● **EXCERPT PROVIDED**
Re: oom in ROW-MUTATION-STAGE

Jonathan Ellis Sun, 23 May 2010 07:44:45 -0700

looks like reads are backing up, which in turn is making deserialize back up


On Sun, May 23, 2010 at 4:25 AM, Ran Tavory <ran...@gmail.com> wrote:
> Here's tpstats on a server with traffic that I think will get OOM shortly.
> We have 4k pending reads and 123k pending at MESSAGE-DESERIALIZER-POOL
> Is there something I can do to prevent that? (other than adding RAM...)

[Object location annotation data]
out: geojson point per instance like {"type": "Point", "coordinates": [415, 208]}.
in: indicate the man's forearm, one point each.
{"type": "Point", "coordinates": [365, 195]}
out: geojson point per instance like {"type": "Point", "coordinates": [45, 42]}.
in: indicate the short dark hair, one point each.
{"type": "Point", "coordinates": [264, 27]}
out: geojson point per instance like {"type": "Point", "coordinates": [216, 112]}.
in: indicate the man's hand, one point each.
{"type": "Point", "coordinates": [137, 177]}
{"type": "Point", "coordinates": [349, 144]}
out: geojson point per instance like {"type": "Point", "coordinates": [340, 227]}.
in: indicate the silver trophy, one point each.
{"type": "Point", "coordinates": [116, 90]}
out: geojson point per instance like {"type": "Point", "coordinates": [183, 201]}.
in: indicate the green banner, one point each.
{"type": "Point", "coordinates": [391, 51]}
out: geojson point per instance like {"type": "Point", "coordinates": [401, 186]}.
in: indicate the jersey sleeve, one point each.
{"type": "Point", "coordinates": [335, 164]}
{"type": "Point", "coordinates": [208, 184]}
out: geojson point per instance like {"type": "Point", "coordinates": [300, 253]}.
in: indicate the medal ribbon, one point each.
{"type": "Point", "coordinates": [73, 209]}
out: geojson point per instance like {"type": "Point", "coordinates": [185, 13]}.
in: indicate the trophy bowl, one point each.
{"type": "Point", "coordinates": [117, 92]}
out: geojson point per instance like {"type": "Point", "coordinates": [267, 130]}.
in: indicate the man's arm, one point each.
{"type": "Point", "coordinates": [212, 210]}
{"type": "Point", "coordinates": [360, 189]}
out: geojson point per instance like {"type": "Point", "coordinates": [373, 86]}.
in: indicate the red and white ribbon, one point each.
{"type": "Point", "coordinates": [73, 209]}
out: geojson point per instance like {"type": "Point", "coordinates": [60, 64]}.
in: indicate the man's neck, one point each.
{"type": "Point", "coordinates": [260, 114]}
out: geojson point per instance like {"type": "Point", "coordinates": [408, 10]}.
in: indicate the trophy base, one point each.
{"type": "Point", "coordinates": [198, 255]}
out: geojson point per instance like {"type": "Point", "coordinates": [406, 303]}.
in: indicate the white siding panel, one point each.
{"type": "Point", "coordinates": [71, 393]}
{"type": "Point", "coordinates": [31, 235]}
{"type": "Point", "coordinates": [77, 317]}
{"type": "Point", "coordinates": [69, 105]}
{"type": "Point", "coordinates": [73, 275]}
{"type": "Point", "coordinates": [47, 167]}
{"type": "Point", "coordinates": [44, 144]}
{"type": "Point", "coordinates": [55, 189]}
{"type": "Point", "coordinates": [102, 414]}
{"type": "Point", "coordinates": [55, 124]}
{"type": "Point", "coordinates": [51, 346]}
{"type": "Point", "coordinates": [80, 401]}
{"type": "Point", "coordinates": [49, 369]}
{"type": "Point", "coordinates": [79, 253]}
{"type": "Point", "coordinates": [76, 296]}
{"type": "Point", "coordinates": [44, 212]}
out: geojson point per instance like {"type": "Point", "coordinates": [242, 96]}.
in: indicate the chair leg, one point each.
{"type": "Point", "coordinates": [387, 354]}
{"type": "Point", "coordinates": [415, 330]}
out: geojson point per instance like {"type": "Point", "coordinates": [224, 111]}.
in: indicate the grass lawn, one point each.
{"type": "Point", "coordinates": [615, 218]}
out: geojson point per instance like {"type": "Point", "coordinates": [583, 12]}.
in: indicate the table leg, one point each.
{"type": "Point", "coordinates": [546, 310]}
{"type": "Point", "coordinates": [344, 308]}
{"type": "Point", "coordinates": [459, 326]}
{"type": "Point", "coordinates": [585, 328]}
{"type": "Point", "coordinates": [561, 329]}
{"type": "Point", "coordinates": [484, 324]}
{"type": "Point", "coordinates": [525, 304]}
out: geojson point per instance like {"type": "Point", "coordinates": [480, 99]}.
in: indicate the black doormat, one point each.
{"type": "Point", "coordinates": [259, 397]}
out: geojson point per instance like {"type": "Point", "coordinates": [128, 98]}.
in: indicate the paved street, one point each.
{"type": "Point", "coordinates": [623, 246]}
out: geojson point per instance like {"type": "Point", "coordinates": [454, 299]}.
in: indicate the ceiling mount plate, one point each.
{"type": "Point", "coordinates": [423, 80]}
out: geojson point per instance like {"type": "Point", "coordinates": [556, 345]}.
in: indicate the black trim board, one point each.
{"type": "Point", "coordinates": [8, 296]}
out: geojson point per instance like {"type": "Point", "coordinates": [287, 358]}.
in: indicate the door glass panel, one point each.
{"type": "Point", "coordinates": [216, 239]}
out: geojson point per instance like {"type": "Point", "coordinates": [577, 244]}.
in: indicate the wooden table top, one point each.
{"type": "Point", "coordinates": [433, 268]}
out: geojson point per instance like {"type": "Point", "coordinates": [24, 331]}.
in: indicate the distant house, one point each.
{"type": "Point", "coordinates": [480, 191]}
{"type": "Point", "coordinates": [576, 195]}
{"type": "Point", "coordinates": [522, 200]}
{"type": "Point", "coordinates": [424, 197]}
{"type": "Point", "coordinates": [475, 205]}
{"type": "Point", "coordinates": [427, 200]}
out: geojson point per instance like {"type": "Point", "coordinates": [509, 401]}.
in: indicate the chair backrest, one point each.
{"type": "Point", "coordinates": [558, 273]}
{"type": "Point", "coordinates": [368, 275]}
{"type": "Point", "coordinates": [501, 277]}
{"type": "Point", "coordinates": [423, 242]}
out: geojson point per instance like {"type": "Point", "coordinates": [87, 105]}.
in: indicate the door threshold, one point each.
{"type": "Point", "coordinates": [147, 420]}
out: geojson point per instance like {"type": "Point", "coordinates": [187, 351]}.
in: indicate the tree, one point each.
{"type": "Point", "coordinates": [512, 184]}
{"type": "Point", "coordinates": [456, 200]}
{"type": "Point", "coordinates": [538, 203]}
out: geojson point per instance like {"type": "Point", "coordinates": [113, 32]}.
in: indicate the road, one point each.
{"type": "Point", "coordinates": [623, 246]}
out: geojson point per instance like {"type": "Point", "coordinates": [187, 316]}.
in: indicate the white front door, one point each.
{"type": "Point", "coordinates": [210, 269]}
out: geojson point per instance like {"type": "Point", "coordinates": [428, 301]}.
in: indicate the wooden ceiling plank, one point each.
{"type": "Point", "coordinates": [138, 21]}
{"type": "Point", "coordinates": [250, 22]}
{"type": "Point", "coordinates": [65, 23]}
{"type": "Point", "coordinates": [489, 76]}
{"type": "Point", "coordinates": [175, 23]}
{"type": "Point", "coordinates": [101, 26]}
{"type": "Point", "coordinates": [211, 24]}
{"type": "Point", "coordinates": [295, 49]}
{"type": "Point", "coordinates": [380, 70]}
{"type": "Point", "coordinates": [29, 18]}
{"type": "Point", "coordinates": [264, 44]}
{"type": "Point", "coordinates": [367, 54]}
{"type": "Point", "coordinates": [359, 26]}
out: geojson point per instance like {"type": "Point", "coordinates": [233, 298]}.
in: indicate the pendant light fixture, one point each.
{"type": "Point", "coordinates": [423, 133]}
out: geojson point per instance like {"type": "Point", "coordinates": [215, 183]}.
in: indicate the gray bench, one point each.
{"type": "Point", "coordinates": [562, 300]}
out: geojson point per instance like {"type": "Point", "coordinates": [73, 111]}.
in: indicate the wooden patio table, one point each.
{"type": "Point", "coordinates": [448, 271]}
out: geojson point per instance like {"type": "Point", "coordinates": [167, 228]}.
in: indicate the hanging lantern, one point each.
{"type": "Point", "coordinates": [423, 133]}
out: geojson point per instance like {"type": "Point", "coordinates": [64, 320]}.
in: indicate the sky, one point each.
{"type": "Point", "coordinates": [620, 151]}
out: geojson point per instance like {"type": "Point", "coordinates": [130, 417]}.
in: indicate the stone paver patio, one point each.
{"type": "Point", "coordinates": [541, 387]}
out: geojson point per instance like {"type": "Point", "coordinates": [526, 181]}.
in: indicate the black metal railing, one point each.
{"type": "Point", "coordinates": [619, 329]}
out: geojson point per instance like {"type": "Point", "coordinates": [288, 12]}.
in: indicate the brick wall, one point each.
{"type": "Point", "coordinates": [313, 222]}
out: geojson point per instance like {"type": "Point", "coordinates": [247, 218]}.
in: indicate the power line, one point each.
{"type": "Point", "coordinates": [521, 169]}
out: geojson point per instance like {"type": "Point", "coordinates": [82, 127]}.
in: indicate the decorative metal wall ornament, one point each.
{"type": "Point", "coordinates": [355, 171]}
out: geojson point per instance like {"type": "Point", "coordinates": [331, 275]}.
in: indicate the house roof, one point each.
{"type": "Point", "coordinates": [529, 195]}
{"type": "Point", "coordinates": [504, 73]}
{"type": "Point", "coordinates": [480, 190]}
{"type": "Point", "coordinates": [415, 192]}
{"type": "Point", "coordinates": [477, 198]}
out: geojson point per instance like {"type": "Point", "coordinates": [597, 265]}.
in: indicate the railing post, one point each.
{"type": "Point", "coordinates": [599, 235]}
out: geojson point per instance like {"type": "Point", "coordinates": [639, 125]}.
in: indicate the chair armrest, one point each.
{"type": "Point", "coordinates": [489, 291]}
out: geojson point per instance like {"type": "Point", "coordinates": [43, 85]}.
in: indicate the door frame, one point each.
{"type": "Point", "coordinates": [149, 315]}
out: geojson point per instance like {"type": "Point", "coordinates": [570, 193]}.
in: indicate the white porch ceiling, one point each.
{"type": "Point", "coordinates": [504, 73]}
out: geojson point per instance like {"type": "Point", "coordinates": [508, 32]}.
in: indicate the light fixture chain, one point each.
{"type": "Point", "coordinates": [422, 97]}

● **TO DO**
1. Rewrite the quoted paragraph in the thread that begins "Here's tpstats on a server" as a short bulleted list that keeps its main facts.
2. Count the lines in the entries that contain the string "house", treating case as significant, and reply with the number only.
The thread and the entries were taken from separate sources.

● **ANSWERS FOR THE EXERCISE**
1.
- The tpstats output comes from a server with traffic that the writer expects to hit OOM soon.
- The server has 4k pending reads and 123k pending at MESSAGE-DESERIALIZER-POOL.
- The writer asks whether anything other than adding RAM can prevent this.

2. 2